-- Stated task 1 --
Return everything from "Posted by Karl" down to "the Postgresql ones?" in the forum post about the JDBC connection exception, copied word for word.

-- Supplied text --
****************************************
Re: JDBC Connection Exception

Posted by Karl Wright <da...@gmail.com>.
Also, there has been a long-running ticket to replace the JDBC pool
driver with something more modern for a while.  Many of the
off-the-shelf pool drivers are inadequate for various reasons, so I
have one that I wrote myself, but it is not yet committed.  So I am
curious - which connections are timing out?  The Oracle connections or
the Postgresql ones?

Karl

On Mon, May 7, 2012 at 5:34 AM, Karl Wright <da...@gmail.com> wrote:
> What database are you using?  (Not the JDBC database, the underlying
> one...)  If PostgreSQL, what version?  What version of ManifoldCF?  If
> you could also post some of the long-running queries, that would be
> good as well.
>
> Depending on the database, ManifoldCF periodically
> re-analyzes/reindexes the underlying database during the crawl, which
> when the table is large can cause some warnings about long-running
> queries, because during the reindex process the database performance
> is slowed.  That's not usually a problem, other than briefly slowing
> the crawl.  However, it's also possible that there's a point where
> Postgresql's plan is poor, and we should see that because the warning
> also dumps the plan.
****************************************
-- Recorded data --
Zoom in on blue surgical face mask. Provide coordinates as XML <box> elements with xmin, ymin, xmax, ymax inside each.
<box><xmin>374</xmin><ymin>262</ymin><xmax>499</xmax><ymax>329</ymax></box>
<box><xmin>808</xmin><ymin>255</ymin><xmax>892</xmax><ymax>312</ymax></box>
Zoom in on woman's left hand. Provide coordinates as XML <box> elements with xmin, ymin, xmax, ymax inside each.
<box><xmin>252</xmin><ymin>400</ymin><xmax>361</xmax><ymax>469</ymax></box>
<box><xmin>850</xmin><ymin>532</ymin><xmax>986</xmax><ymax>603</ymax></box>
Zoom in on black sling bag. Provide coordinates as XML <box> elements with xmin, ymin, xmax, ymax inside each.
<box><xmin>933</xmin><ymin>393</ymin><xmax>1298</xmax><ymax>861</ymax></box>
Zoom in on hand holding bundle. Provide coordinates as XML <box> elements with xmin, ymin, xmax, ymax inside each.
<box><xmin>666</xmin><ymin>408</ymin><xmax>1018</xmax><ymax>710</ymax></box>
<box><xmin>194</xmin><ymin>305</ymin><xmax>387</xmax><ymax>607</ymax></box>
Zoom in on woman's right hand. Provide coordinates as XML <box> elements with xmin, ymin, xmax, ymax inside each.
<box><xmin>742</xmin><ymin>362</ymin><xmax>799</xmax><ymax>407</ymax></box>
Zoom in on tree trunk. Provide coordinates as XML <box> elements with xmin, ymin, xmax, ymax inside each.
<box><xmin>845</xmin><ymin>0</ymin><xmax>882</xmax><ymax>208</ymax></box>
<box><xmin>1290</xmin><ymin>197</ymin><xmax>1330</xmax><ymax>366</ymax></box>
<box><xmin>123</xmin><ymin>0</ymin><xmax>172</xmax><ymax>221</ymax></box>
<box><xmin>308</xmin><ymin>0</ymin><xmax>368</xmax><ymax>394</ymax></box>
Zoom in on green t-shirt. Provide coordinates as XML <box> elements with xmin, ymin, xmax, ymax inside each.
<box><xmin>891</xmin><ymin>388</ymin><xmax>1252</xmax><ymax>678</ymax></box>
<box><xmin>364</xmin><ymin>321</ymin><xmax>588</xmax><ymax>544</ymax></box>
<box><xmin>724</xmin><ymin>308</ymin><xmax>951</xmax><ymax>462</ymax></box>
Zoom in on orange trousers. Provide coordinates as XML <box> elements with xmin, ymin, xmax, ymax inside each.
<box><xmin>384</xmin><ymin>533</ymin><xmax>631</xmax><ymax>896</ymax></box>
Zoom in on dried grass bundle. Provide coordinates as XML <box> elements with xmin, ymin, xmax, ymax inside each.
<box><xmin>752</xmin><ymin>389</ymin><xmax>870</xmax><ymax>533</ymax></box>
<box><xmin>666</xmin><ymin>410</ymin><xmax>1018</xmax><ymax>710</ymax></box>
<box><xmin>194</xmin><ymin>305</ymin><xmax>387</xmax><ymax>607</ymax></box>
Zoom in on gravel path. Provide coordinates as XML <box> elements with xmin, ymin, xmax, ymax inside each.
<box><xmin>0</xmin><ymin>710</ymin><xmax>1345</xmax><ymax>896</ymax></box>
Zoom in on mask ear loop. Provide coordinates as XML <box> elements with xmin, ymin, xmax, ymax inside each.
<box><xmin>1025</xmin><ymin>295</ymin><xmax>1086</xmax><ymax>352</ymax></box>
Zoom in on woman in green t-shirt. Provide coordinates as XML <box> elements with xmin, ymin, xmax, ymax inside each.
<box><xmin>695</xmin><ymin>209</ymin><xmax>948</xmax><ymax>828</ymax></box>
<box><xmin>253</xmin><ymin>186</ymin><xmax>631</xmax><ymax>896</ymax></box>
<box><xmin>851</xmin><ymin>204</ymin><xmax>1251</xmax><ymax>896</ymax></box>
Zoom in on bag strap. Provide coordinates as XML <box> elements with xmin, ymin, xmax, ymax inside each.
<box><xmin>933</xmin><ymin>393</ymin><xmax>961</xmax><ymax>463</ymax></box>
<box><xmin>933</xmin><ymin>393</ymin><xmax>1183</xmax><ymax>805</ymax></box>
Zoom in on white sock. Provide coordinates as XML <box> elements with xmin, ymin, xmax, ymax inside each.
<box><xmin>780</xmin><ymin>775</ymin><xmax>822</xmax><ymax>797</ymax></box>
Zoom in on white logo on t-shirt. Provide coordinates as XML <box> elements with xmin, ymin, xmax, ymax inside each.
****************************************
-- Stated task 2 --
Report each line of the records that contains the string "green". The match is case-sensitive.

-- Response 1 --
Posted by Karl Wright <da...@gmail.com>.
Also, there has been a long-running ticket to replace the JDBC pool
driver with something more modern for a while.  Many of the
off-the-shelf pool drivers are inadequate for various reasons, so I
have one that I wrote myself, but it is not yet committed.  So I am
curious - which connections are timing out?  The Oracle connections or
the Postgresql ones?

-- Response 2 --
Zoom in on green t-shirt. Provide coordinates as XML <box> elements with xmin, ymin, xmax, ymax inside each.
Zoom in on woman in green t-shirt. Provide coordinates as XML <box> elements with xmin, ymin, xmax, ymax inside each.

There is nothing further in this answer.